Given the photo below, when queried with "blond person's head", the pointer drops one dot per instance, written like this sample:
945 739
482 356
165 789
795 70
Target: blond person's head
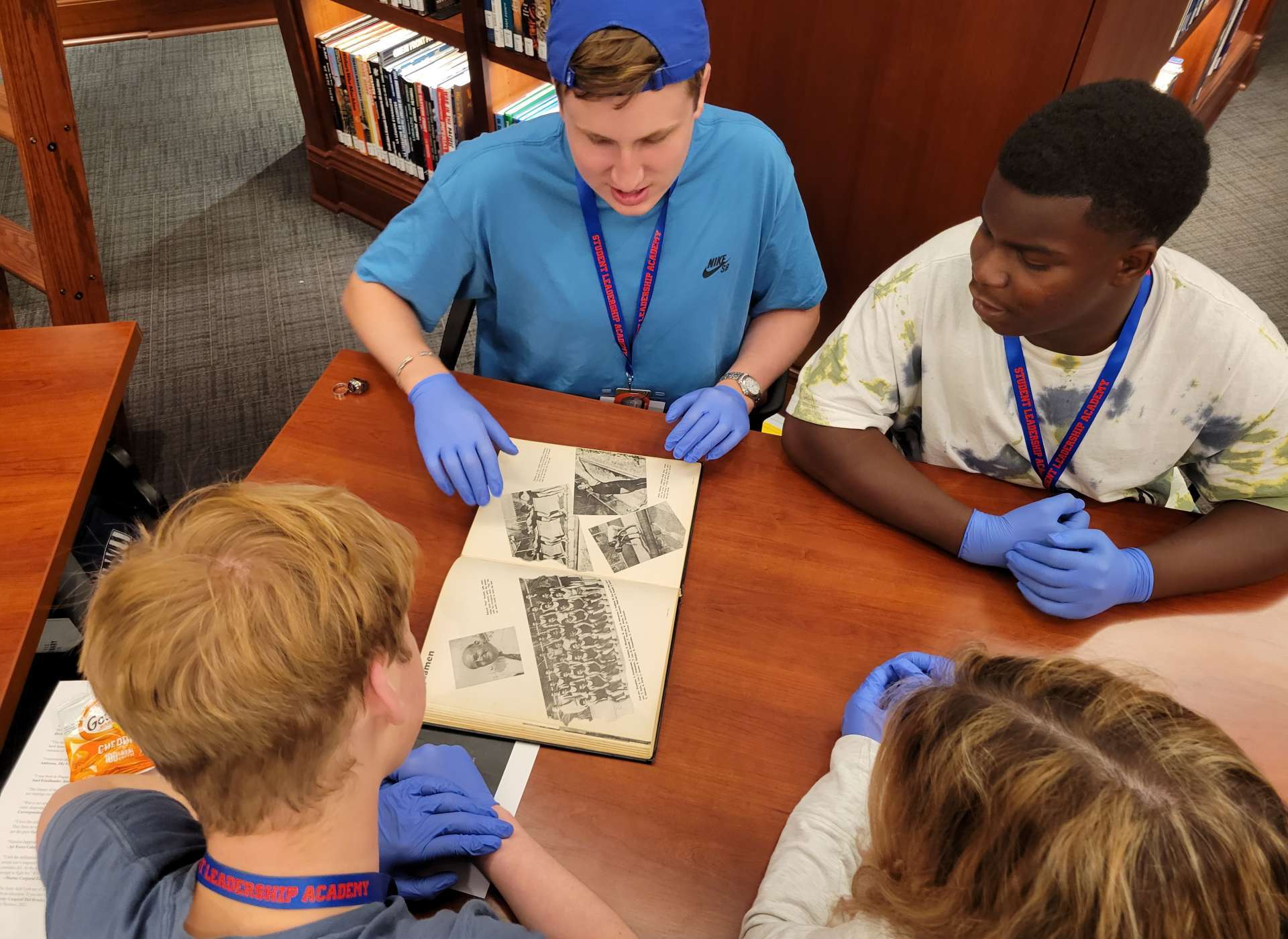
1051 799
628 144
257 646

+ + + + +

## WHAT IS EXPECTED
Exact copies of all the entries are needed; output them without the pictures.

## REPLY
Given the photo below, when queried with "blond person's head", the pointer drops one dot per instance, written like this sample:
945 739
482 356
165 789
795 70
Target: blond person's head
1051 799
628 144
257 646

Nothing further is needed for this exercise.